(Stored items)
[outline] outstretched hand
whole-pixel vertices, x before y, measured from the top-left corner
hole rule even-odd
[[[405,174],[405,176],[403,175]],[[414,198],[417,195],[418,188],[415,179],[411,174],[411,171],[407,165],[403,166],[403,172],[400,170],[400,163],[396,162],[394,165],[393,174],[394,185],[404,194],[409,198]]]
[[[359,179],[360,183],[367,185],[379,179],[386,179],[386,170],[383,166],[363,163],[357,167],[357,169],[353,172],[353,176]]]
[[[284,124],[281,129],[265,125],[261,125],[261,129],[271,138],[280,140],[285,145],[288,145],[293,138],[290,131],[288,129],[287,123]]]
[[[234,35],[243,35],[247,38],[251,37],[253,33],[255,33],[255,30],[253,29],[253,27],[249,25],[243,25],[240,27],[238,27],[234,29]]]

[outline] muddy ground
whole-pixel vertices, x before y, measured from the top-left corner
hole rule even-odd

WHAT IS NEEDED: Write out every line of the records above as a numbered list, omitting any blank lines.

COMPLETE OUTPUT:
1. [outline] outstretched hand
2. whole-pixel vertices, x before y, measured from the top-left corner
3. hole rule even-odd
4. [[[405,174],[405,176],[403,175]],[[414,198],[417,195],[418,188],[415,179],[411,174],[411,171],[407,165],[403,166],[403,172],[400,170],[400,163],[396,162],[394,165],[393,174],[394,185],[404,194],[409,198]]]
5. [[[359,179],[360,183],[367,185],[379,179],[386,179],[386,170],[383,166],[363,163],[357,167],[357,169],[353,172],[353,176]]]
6. [[[284,124],[281,129],[265,125],[261,125],[261,129],[271,138],[280,140],[285,145],[288,145],[293,138],[290,131],[288,129],[287,123]]]
7. [[[234,35],[243,35],[247,38],[251,37],[253,33],[255,33],[255,30],[253,29],[253,27],[249,25],[243,25],[240,27],[238,27],[234,29]]]
8. [outline] muddy ground
9. whole-pixel vertices, x before y, measured from the top-left corner
10. hole rule even-odd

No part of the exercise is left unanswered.